Position annotation records:
______
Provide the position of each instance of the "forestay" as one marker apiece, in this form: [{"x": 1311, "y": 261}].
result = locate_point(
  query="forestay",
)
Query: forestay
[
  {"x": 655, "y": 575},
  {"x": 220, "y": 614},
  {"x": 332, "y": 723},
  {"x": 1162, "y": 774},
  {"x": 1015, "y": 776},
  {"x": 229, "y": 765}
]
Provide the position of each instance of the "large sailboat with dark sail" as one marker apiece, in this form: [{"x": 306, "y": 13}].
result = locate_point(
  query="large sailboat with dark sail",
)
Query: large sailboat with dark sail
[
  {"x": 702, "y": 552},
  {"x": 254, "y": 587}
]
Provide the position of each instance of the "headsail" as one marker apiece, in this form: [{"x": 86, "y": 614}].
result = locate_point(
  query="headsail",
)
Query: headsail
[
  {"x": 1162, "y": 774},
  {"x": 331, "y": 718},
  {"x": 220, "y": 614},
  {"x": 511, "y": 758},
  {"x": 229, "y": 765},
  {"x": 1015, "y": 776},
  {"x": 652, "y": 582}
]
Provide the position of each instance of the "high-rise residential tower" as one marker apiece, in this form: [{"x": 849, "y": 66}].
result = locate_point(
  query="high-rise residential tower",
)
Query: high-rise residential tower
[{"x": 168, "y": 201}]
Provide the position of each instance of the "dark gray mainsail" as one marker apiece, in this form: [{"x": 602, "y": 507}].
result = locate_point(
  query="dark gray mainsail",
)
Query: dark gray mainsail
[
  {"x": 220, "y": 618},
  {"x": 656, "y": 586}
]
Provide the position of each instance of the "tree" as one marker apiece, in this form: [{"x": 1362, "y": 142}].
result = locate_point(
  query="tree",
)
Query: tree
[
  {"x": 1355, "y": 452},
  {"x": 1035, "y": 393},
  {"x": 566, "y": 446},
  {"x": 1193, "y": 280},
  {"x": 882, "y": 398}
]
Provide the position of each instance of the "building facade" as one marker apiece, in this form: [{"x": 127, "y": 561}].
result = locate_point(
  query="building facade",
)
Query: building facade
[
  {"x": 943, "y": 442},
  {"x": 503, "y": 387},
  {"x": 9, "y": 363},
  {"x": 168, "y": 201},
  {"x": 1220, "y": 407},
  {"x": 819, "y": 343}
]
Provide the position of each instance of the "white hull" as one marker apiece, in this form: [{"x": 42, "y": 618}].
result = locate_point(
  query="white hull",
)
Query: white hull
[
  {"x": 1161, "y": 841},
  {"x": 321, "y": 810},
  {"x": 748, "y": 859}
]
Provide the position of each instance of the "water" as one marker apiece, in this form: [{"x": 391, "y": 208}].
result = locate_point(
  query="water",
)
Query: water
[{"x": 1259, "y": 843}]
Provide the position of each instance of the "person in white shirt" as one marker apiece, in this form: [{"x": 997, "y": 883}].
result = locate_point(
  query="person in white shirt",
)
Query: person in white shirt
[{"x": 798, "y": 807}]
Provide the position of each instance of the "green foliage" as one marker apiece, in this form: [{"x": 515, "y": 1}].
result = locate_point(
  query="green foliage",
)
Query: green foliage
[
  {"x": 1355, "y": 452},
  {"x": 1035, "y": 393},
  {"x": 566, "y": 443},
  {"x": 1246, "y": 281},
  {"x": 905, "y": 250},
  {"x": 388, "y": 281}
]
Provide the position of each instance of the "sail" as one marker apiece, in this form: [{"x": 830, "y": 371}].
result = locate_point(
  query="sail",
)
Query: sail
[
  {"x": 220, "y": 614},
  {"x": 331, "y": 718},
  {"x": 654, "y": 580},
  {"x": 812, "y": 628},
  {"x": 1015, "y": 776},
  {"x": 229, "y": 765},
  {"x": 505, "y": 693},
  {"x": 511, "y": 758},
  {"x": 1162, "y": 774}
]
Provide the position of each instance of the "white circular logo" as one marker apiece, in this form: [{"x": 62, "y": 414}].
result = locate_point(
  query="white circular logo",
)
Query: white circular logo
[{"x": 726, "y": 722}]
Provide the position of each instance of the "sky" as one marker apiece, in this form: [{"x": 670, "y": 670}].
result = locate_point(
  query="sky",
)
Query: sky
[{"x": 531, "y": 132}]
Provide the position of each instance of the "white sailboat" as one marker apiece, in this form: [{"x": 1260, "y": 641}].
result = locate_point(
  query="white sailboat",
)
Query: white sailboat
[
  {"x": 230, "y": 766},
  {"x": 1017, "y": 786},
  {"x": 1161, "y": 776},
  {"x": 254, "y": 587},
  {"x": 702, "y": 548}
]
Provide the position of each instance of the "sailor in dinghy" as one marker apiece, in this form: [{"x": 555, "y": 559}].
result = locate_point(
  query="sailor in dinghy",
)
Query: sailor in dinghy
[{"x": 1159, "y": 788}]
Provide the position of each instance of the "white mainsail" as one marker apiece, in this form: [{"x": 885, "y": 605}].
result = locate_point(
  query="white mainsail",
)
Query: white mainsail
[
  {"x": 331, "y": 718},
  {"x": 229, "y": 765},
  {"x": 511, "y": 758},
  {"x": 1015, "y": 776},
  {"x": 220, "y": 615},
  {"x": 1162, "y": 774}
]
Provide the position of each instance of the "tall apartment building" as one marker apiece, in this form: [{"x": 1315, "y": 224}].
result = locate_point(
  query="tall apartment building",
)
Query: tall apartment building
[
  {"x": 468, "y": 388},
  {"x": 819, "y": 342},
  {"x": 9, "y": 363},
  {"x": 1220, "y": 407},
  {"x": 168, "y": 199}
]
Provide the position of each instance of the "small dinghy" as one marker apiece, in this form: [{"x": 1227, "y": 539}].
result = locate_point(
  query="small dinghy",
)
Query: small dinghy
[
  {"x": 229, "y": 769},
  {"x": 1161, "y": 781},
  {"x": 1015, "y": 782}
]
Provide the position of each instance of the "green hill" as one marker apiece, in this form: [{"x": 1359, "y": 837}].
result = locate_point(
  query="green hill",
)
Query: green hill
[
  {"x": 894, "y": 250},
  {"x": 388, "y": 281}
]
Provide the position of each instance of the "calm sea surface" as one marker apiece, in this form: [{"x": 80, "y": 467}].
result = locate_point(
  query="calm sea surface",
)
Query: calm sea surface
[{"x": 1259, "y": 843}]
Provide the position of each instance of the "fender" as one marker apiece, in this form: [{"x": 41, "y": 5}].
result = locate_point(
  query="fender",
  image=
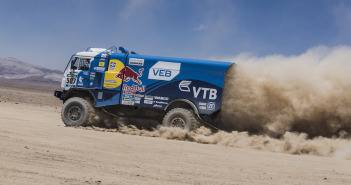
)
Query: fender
[
  {"x": 193, "y": 106},
  {"x": 78, "y": 92}
]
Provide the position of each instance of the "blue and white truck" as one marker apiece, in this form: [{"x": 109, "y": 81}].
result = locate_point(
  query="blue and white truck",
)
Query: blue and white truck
[{"x": 176, "y": 92}]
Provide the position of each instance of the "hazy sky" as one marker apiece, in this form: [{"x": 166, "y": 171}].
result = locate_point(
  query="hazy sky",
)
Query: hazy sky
[{"x": 48, "y": 32}]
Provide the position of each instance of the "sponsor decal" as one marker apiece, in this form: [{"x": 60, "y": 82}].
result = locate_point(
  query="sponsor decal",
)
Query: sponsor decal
[
  {"x": 71, "y": 79},
  {"x": 211, "y": 106},
  {"x": 100, "y": 95},
  {"x": 148, "y": 102},
  {"x": 202, "y": 103},
  {"x": 212, "y": 93},
  {"x": 164, "y": 70},
  {"x": 161, "y": 102},
  {"x": 184, "y": 86},
  {"x": 147, "y": 97},
  {"x": 124, "y": 102},
  {"x": 99, "y": 68},
  {"x": 129, "y": 74},
  {"x": 128, "y": 99},
  {"x": 204, "y": 92},
  {"x": 110, "y": 81},
  {"x": 136, "y": 61},
  {"x": 203, "y": 107},
  {"x": 161, "y": 98},
  {"x": 135, "y": 88},
  {"x": 71, "y": 75},
  {"x": 68, "y": 85},
  {"x": 131, "y": 96},
  {"x": 112, "y": 66},
  {"x": 80, "y": 81}
]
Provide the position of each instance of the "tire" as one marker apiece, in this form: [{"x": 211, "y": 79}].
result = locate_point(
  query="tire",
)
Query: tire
[
  {"x": 77, "y": 112},
  {"x": 182, "y": 118}
]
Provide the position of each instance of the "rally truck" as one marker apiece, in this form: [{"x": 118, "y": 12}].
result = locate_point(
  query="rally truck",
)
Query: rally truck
[{"x": 175, "y": 91}]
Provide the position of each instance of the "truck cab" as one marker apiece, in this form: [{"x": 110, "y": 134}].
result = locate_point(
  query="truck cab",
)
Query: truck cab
[{"x": 176, "y": 92}]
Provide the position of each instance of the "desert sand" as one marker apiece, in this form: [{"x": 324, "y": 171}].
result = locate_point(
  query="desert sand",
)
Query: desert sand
[{"x": 37, "y": 148}]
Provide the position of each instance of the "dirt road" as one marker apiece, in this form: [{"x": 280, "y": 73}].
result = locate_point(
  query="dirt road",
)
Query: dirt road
[{"x": 36, "y": 148}]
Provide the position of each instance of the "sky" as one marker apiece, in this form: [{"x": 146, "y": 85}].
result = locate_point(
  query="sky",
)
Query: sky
[{"x": 48, "y": 32}]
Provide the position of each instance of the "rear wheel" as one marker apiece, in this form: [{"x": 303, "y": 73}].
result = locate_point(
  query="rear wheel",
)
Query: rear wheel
[
  {"x": 182, "y": 118},
  {"x": 77, "y": 112}
]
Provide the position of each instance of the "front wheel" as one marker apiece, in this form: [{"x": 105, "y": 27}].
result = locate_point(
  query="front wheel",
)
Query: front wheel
[
  {"x": 77, "y": 112},
  {"x": 182, "y": 118}
]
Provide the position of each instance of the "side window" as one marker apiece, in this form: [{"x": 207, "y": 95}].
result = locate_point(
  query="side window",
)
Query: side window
[
  {"x": 74, "y": 63},
  {"x": 84, "y": 64}
]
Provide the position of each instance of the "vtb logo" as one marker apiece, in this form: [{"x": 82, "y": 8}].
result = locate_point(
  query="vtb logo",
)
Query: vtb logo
[{"x": 204, "y": 92}]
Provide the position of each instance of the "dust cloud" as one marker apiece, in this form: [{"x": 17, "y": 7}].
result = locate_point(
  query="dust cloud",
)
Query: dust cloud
[
  {"x": 272, "y": 95},
  {"x": 296, "y": 105}
]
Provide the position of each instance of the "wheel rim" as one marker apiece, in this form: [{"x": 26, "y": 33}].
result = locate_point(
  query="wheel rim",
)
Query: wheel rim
[
  {"x": 74, "y": 113},
  {"x": 178, "y": 122}
]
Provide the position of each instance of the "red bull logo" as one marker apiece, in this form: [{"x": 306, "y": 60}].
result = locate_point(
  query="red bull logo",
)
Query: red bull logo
[{"x": 127, "y": 74}]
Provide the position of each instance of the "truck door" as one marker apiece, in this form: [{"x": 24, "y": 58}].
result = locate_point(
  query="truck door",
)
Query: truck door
[
  {"x": 77, "y": 73},
  {"x": 114, "y": 75}
]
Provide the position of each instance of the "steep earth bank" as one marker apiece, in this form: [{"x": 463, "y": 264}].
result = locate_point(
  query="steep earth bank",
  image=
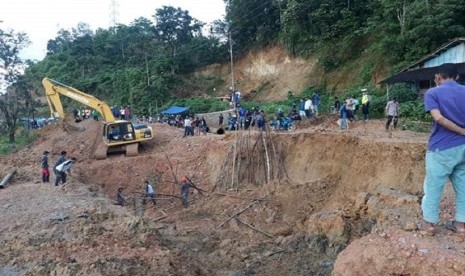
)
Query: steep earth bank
[{"x": 338, "y": 188}]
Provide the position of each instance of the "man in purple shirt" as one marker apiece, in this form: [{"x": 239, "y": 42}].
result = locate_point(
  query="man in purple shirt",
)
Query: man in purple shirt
[{"x": 445, "y": 158}]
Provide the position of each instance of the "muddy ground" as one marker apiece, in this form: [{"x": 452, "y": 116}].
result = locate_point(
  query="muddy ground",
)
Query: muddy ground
[{"x": 360, "y": 187}]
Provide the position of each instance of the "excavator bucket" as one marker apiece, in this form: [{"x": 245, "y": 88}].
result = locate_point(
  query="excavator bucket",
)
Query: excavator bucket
[{"x": 68, "y": 124}]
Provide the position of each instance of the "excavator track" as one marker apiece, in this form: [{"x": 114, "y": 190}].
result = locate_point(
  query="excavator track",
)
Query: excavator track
[
  {"x": 132, "y": 149},
  {"x": 101, "y": 151}
]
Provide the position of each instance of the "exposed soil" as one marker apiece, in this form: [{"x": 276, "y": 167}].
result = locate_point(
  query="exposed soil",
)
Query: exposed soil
[{"x": 339, "y": 187}]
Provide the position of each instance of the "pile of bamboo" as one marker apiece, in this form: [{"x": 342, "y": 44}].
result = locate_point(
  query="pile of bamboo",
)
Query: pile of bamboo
[{"x": 253, "y": 158}]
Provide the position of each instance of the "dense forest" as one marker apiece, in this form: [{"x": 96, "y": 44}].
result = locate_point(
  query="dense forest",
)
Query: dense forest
[{"x": 145, "y": 64}]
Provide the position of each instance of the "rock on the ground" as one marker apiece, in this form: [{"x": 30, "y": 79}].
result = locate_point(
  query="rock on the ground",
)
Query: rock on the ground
[
  {"x": 330, "y": 224},
  {"x": 396, "y": 252}
]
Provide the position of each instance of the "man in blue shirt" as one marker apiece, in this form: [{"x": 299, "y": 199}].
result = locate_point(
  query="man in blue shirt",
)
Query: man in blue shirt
[
  {"x": 445, "y": 158},
  {"x": 316, "y": 103}
]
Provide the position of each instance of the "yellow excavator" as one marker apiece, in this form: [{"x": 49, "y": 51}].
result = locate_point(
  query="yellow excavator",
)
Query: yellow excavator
[{"x": 118, "y": 135}]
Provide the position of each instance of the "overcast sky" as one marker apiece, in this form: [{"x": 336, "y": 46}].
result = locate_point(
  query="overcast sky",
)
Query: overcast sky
[{"x": 41, "y": 19}]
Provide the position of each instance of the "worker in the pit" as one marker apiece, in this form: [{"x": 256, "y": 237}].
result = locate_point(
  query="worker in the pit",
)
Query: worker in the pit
[
  {"x": 44, "y": 166},
  {"x": 120, "y": 199},
  {"x": 150, "y": 192},
  {"x": 62, "y": 169},
  {"x": 185, "y": 191},
  {"x": 60, "y": 160}
]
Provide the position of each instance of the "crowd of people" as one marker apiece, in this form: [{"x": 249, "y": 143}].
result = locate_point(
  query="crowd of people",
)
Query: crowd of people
[
  {"x": 62, "y": 168},
  {"x": 150, "y": 195}
]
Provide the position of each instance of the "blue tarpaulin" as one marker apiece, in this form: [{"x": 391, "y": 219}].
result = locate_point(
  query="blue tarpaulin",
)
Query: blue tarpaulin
[{"x": 175, "y": 110}]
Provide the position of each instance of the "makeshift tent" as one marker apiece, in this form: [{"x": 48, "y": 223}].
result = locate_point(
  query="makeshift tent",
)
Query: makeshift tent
[{"x": 175, "y": 110}]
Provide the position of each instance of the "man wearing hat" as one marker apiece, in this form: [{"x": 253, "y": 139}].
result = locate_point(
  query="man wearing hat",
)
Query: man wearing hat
[
  {"x": 44, "y": 165},
  {"x": 184, "y": 191},
  {"x": 60, "y": 160},
  {"x": 445, "y": 158}
]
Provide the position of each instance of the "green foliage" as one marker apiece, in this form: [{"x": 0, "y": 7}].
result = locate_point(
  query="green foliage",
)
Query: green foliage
[
  {"x": 23, "y": 139},
  {"x": 415, "y": 111},
  {"x": 416, "y": 126},
  {"x": 140, "y": 65},
  {"x": 198, "y": 105}
]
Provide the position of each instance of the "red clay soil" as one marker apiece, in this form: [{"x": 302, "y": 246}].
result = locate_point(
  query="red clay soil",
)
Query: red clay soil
______
Aim of the task: Extract every line of the material above that contains the string "sailboat", treating uppercase and lowercase letters as different.

Final answer:
Provide the position of each instance of the "large sailboat with dark sail" as one marker apiece, in this form: [{"x": 306, "y": 13}].
  query="large sailboat with dark sail",
Query: large sailboat with dark sail
Provide the position of each instance of the "white sailboat" as one marker apiece, in this form: [{"x": 1260, "y": 641}].
  query="white sailboat",
Query: white sailboat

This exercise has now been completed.